**What to produce:** The entries are to be returned exactly, with images left out.
## Begin Dataset
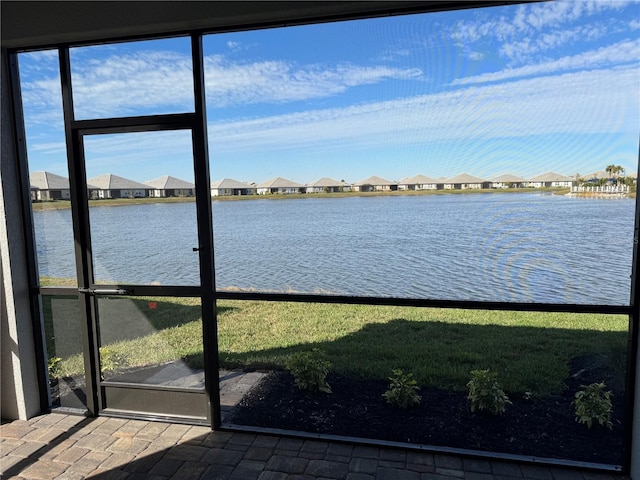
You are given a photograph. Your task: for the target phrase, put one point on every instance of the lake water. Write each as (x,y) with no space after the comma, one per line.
(495,247)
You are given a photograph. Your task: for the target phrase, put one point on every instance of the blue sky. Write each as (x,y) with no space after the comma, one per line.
(521,89)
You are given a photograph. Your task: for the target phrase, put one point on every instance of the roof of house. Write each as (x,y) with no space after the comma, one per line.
(168,183)
(279,182)
(417,180)
(551,177)
(373,180)
(230,183)
(507,178)
(326,182)
(597,175)
(465,178)
(48,181)
(109,181)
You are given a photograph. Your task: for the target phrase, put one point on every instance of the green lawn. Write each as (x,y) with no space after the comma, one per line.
(530,351)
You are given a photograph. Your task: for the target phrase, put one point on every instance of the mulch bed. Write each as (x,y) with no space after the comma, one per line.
(356,408)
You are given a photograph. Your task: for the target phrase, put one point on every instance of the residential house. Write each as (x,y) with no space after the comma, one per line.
(464,181)
(374,184)
(231,187)
(418,182)
(113,186)
(507,181)
(49,186)
(326,185)
(279,185)
(168,186)
(550,179)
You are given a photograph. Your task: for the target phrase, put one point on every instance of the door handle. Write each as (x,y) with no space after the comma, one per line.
(106,291)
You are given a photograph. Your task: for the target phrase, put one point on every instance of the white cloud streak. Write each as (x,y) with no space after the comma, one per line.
(161,82)
(537,28)
(584,102)
(627,51)
(278,81)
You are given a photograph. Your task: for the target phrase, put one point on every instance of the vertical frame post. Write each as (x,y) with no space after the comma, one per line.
(82,236)
(632,397)
(26,220)
(205,235)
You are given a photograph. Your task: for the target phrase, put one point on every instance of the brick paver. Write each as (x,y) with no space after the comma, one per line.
(65,447)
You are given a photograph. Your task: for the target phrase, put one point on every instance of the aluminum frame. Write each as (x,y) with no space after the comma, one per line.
(75,132)
(633,309)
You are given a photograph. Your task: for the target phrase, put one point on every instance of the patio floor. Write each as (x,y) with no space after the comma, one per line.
(62,446)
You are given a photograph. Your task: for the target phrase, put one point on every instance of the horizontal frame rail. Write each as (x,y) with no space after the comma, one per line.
(186,291)
(147,123)
(416,302)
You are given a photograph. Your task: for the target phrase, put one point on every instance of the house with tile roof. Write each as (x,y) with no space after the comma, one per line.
(168,186)
(279,185)
(231,187)
(327,185)
(418,182)
(113,186)
(549,180)
(375,184)
(46,186)
(507,181)
(464,181)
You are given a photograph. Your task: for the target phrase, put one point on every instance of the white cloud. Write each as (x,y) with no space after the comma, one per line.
(601,101)
(536,28)
(622,52)
(278,81)
(122,84)
(161,82)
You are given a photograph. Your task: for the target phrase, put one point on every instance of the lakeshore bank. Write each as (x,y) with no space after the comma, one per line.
(63,204)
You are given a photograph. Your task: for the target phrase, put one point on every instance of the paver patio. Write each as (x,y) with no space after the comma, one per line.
(62,446)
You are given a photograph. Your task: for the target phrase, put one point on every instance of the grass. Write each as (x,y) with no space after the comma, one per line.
(529,350)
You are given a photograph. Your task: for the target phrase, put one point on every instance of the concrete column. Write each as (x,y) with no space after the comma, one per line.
(19,395)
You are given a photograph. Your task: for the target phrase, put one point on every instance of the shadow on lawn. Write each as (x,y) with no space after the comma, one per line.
(441,355)
(539,368)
## End Dataset
**Exercise solution:**
You are given a photograph. Your task: for the target phrase, put one point on every instance of the lake water. Write each as (x,y) with no space after the comma, one per line.
(495,247)
You are given a photograph. Your task: for the target phrase, put one point on every instance of the blue sky. Write each as (x,y) with no space after the comma, one per line.
(521,89)
You are given a photograph. Your task: for the target phrase, put one point on every instance of the roof of house. Write each as (x,y) with no space after the comma, one per line.
(168,183)
(279,182)
(417,180)
(551,177)
(373,180)
(230,183)
(507,178)
(326,182)
(597,175)
(465,178)
(48,181)
(109,181)
You are given a photograph. Your task: for the target phrase, put one point on every instance of the green lawn. Write each as (x,y) with no space after the comma, one per line.
(530,351)
You are given a photograph. Your task: for the target phrase, put one point on every instance of the mulch bed. Write each as (x,y) with no space after the comma, one per line.
(356,408)
You are given a photograph. Your task: for the target phrase, put one point on every instance of the residential house. Write each as (x,y) with no space after the comma, one per line.
(464,181)
(374,184)
(231,187)
(418,182)
(113,186)
(507,181)
(49,186)
(326,185)
(279,185)
(168,186)
(550,179)
You are given a photograph. Your task: for the target phrase, put one point on every instance of the door handle. Write each as (x,y) with no space after the comma, one per line.
(106,291)
You are given a photograph. Your task: for the target phrase, put one point on every instance of the white cloud streak. Write each as (x,y) with no space after the comma, one per line.
(161,82)
(537,28)
(584,102)
(627,51)
(278,81)
You are given a photograph. Your task: for the target phrase, put one point on every instance of the vertical frame post. Write each as (x,y) with no space after the comma, one per line.
(82,236)
(632,397)
(26,220)
(205,235)
You are given a photograph. Your task: for the target phrase, put one point on every instance of the brick paver. Write each as (x,y) with no space after the comma, one per line.
(65,447)
You are given a photograph. Your task: for the target phrase, put one point on every instance of the aluminum frame. Write each as (x,y) with no space after the comma, one per line.
(75,132)
(633,309)
You are given a photograph. Your task: for the target phrase, put one point on every instance of the patio floor. Write each as (x,y) with no space after the comma, one per line.
(62,446)
You are given a photograph. Your task: for the target phrase, put one point on every instance of the horizontal frame rail. Write each as (x,y) with no space after the comma, one per line.
(186,291)
(147,123)
(416,302)
You are given a photograph. Your task: for the target phrase, put one point on every instance of the house with tile roof. Write each as (x,y) with no space after the comma, one per line.
(168,186)
(279,185)
(231,187)
(327,185)
(418,182)
(113,186)
(549,180)
(375,184)
(46,186)
(507,181)
(464,181)
You are given a photograph. Your task: for the target phrase, put one point on every instance of the white cloud. Write each as (x,y) with no space after the comma, one per line.
(601,101)
(536,28)
(622,52)
(278,81)
(122,84)
(161,82)
You are given a photograph. Your task: for the target phrase, put one point on every instance of the lakeshore bank. Write each as (x,y) with no space after the comma, one per line.
(63,204)
You are given a photograph. Your task: for the target phrase, put one point on every instance of the paver patio. Write each as (x,y) with no space after the comma, one per line.
(62,446)
You are given a photograph. Your task: for the target phrase, put one point on every instance of the grass. Write each as (x,y) with no space after the comma, one per line.
(529,350)
You are given a photograph. Your task: for the target phrase, put one point on every instance of the concrete column. Write each as (x,y) with no space after the comma, one per line.
(19,395)
You are given a photograph. Your task: for the target phrase, put one point on every instance of the shadow on lawn. Write each as (x,y) with no space after the comma, one per line.
(441,355)
(539,368)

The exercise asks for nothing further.